Location labeling data
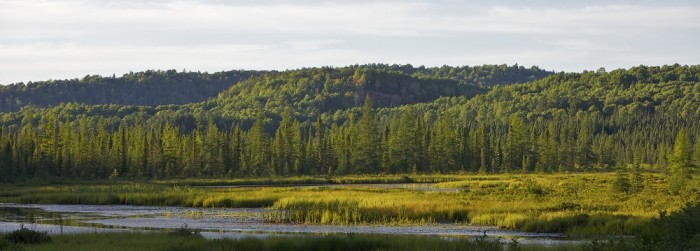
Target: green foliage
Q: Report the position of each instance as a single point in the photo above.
(141, 88)
(309, 122)
(621, 183)
(680, 164)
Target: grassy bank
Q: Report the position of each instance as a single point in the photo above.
(582, 204)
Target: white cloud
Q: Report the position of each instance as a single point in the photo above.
(45, 39)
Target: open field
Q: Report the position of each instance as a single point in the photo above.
(579, 204)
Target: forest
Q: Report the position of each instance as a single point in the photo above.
(361, 119)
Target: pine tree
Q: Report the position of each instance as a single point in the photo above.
(516, 143)
(679, 163)
(365, 157)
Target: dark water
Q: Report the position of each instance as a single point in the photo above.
(222, 223)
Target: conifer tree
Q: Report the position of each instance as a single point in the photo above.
(680, 165)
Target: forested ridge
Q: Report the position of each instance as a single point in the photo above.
(150, 88)
(375, 119)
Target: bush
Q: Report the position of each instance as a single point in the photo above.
(26, 236)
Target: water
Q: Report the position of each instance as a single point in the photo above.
(222, 223)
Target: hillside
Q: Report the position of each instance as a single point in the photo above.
(318, 121)
(149, 88)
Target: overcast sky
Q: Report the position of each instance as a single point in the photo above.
(58, 39)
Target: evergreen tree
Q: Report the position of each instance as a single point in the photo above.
(365, 157)
(680, 164)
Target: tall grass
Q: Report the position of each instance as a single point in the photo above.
(570, 203)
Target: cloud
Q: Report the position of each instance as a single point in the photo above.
(70, 38)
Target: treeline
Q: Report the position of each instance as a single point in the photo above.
(149, 88)
(566, 122)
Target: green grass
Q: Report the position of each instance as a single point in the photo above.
(580, 204)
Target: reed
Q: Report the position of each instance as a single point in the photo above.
(569, 203)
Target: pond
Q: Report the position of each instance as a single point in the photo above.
(225, 223)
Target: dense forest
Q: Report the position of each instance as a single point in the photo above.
(149, 88)
(367, 119)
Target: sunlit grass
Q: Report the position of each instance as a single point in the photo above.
(570, 203)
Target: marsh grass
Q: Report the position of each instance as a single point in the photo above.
(582, 204)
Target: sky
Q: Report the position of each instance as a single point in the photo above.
(65, 39)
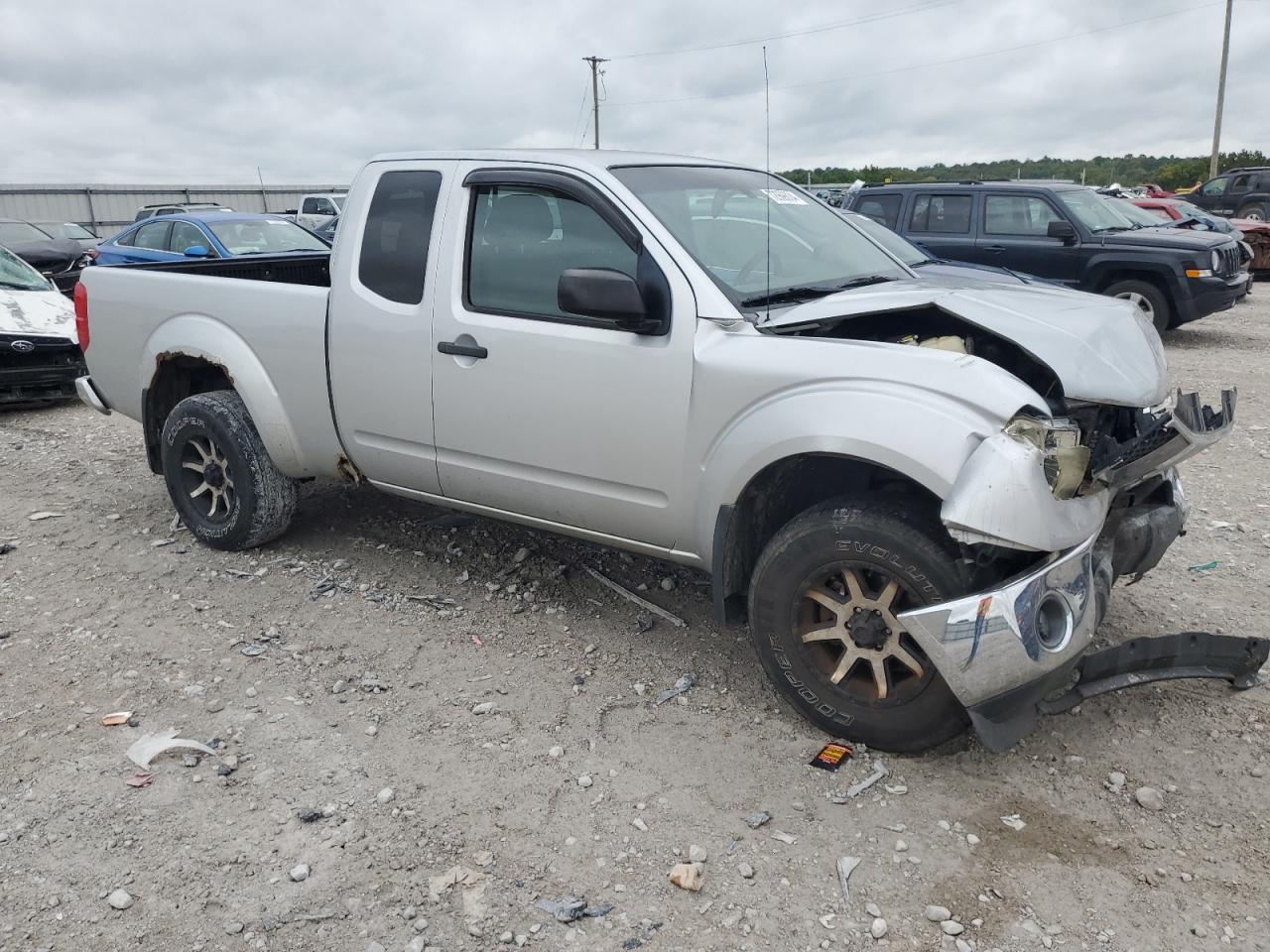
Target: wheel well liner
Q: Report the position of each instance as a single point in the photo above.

[STATED TASK]: Please update the data from the line with "Target: conifer tree" up to and including the last line, changing every "photo" to "image" and leaving everything else as it is. Return only those lines, without the pictures.

[TASK SOLUTION]:
Target: conifer tree
Q: Report the position of each instance as a single point in the image above.
(680, 165)
Target: forested ridge
Q: Report the position of each instance as a single point in the image above.
(150, 88)
(375, 119)
Target: bush
Q: Report the position of each instance as a single point in the image above.
(26, 236)
Target: water
Q: Report the position of each instance as a single point in the image above.
(222, 223)
Target: hillside
Q: Report the position of each instance as a single point in the image above.
(318, 121)
(149, 88)
Target: overcast sky
Q: Report the position of each instance as a single point in the image above.
(58, 39)
Target: evergreen tree
Q: Report the position of each instance as a single point in the image above.
(365, 157)
(680, 164)
Target: tall grass
Q: Report the position of each instance as a single point in the image above.
(570, 203)
Target: cloud
Q: Report the position of each instance as a single point in the image above.
(70, 38)
Target: treeline
Q: Report the position of each instance as a single point in the image above.
(149, 88)
(566, 122)
Target: green grass
Q: Report the position of each instance as a single point in the image above.
(580, 204)
Target: reed
Q: Report the position of each instance as a single point in the image above.
(569, 203)
Target: pond
Q: Report the position of each instance as a single point in the image above.
(225, 223)
Target: dense forest
Q: Report the position of each instance as a single point in the image above.
(149, 88)
(367, 119)
Target: sunlit grass
Q: Report the position of each instance as a single point in the image above.
(570, 203)
Target: marsh grass
Q: Report the position of each instance as a single point in the image above.
(582, 204)
Target: sky
Q: Report the position of each instance as a single point in the image above.
(65, 39)
Target: wheel well liner
Q: Report the position of each instance as a single point in the image above.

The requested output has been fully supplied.